• [Listed entries]:
☆ ☆ ☆ ☆

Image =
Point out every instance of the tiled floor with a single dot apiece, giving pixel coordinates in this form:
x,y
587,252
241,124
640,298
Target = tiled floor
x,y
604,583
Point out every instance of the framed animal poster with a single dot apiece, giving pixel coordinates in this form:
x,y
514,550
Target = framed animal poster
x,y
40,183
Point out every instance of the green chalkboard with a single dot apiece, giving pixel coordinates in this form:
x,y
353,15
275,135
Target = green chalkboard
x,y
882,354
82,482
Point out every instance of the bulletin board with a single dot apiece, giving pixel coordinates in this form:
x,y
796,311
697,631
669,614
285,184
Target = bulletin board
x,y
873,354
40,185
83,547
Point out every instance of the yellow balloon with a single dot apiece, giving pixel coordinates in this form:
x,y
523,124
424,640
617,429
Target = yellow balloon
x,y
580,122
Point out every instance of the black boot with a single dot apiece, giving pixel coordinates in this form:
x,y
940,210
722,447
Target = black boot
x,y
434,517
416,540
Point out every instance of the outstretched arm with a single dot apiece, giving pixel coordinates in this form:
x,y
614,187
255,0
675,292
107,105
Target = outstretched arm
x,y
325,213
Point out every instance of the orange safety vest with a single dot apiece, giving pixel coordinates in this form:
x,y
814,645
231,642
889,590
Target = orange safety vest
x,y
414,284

☆ ☆ ☆ ☆

• [Exercise description]:
Edit all of the entries above, replacing "with a single dot apiece" with "with one dot each" and leaving every other character unchanged.

• [Finished task]:
Image =
Point out every instance of the tiled floor with one dot each, giving pixel coordinates in this form:
x,y
587,252
241,124
640,298
Target = tiled floor
x,y
604,583
Point out every instance of the framed animal poster with one dot each, giving pixel coordinates in this form:
x,y
514,550
Target = framed animal poster
x,y
40,183
Point out every instance of the green chalkboard with one dot each, giving pixel coordinates in this form:
x,y
353,15
275,135
Target = green chalkboard
x,y
882,354
82,482
Point out every instance of the bulletin board with one dot each, giving pixel coordinates in this form:
x,y
796,311
697,631
669,614
285,184
Target = bulletin board
x,y
873,354
40,185
83,547
Point out every instance of the yellow balloon with one dot each, giving pixel coordinates in this form:
x,y
523,124
424,640
617,429
Target = yellow balloon
x,y
580,122
Point out every instance of the black boot with one dot each, giving pixel coordinates in this form:
x,y
940,210
722,447
Target = black boot
x,y
434,517
416,540
Point out every instance of the outstretched arm with one dot each, giving pixel coordinates in this form:
x,y
614,187
255,0
675,292
107,105
Target = outstretched arm
x,y
325,213
Point out every instance of the orange safety vest with one dot each, giving pixel coordinates in this form:
x,y
814,645
231,642
889,590
Target = orange safety vest
x,y
414,284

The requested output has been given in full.